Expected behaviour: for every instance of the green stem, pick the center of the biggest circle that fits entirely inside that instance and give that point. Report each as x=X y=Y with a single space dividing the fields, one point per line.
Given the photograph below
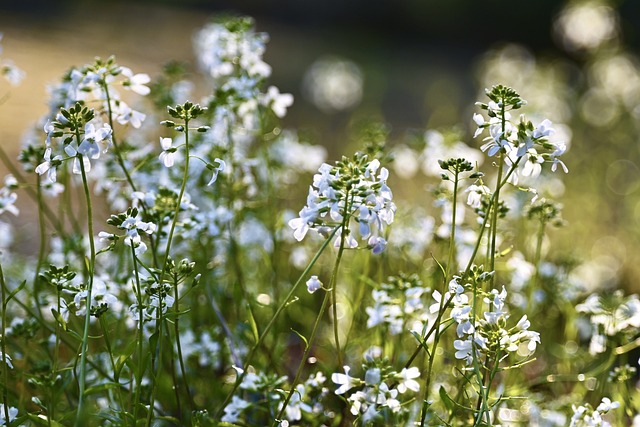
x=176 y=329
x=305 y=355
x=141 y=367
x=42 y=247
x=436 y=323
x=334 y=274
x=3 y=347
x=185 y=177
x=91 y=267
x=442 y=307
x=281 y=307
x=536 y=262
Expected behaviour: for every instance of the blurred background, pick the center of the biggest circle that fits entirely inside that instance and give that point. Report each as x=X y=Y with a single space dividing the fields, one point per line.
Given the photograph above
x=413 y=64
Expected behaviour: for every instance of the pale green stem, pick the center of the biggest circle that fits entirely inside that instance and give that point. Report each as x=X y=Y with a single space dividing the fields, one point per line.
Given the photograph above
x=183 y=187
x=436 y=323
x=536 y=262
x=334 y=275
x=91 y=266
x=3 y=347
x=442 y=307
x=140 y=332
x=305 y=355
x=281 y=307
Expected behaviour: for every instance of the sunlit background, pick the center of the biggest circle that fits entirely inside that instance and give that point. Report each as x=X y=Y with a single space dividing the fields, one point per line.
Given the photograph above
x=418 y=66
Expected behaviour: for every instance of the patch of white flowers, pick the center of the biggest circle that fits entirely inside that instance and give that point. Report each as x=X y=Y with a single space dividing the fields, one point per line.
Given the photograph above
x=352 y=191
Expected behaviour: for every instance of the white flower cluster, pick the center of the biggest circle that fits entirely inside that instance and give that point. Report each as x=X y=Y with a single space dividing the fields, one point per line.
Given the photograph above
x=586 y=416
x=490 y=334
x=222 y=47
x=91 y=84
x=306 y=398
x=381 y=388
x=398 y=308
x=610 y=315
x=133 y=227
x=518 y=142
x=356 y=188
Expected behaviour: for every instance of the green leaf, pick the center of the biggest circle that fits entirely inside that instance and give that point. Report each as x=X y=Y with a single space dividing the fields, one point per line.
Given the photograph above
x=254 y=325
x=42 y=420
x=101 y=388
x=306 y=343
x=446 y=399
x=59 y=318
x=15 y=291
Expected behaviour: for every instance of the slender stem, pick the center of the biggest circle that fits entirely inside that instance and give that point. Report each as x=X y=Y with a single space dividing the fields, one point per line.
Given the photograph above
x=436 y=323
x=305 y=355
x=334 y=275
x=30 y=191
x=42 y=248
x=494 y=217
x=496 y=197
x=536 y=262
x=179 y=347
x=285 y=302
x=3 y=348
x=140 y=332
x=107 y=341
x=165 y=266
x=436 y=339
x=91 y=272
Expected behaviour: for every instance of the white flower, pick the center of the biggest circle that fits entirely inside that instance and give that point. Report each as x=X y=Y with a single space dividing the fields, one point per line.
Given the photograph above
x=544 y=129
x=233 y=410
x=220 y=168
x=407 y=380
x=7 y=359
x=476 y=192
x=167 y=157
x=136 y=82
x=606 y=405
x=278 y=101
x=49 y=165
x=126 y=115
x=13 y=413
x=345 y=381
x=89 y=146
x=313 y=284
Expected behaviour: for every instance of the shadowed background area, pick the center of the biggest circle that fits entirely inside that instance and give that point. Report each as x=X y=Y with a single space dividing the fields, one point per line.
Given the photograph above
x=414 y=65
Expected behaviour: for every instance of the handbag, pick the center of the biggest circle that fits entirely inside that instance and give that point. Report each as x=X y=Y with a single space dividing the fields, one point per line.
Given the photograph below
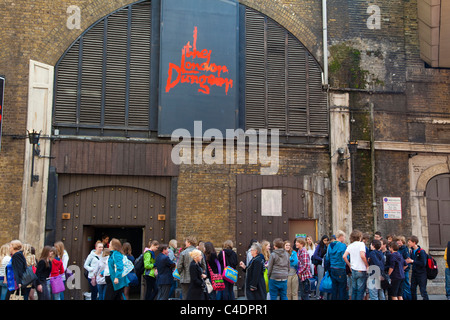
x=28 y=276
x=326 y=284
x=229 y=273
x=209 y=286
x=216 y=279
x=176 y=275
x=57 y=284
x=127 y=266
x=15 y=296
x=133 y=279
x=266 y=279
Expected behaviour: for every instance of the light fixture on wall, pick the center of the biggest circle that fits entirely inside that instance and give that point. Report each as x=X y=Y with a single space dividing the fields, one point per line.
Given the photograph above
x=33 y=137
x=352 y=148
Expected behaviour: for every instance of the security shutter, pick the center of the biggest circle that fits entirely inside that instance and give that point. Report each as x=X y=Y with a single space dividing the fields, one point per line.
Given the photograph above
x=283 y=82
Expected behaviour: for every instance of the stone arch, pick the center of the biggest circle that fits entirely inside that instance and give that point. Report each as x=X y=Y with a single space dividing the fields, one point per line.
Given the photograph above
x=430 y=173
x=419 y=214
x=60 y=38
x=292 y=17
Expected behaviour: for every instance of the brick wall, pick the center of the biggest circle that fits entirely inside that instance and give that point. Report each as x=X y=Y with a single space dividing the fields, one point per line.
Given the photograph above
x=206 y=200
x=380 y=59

TASK INSTRUCTIONS | Rewrite the rows starting at the line containing "flower cluster, pick" and ending at the line containing "x=313 y=284", swapping "biggest" for "largest" and leaving everything else unchanged.

THE COMPLETED TASK |
Expected behaviour: for every instance of the white flower cluster, pick the center of the largest circle that fits entirely inside that instance and give that point. Report each as x=X y=Y with a single space dividing the fields, one point per line.
Given the photograph above
x=586 y=416
x=490 y=334
x=222 y=47
x=91 y=84
x=306 y=398
x=381 y=388
x=398 y=308
x=610 y=315
x=133 y=227
x=518 y=142
x=356 y=188
Expected behaviour: for every instance of the green leaf, pick the center of the largest circle that fits entirely inside that instance and give that point. Report each as x=X y=Y with a single space dividing the fields, one point per line.
Given the photograph above
x=254 y=325
x=42 y=420
x=101 y=388
x=306 y=343
x=446 y=399
x=59 y=318
x=15 y=291
Expected behaviour: for every instance of the slender stem, pick the center of the largest circle that fits entirely inside that instance and give that point. Report each as x=X y=Y with a single space dividing the fields, one point per line.
Given the photograph above
x=436 y=323
x=305 y=355
x=334 y=275
x=30 y=191
x=42 y=248
x=494 y=217
x=496 y=197
x=536 y=262
x=179 y=347
x=285 y=302
x=3 y=348
x=140 y=332
x=107 y=341
x=165 y=266
x=436 y=339
x=91 y=272
Expected behaviour: for every instance of the white flower, pick the center of the largest circle that fits entirely inside that instance and give that point. Report each as x=X y=Y with a single space dividing the fields, one point per line.
Given the photograph above
x=544 y=129
x=233 y=410
x=220 y=168
x=407 y=380
x=7 y=359
x=476 y=192
x=167 y=157
x=136 y=82
x=606 y=405
x=278 y=101
x=49 y=165
x=126 y=115
x=13 y=413
x=345 y=381
x=89 y=146
x=313 y=284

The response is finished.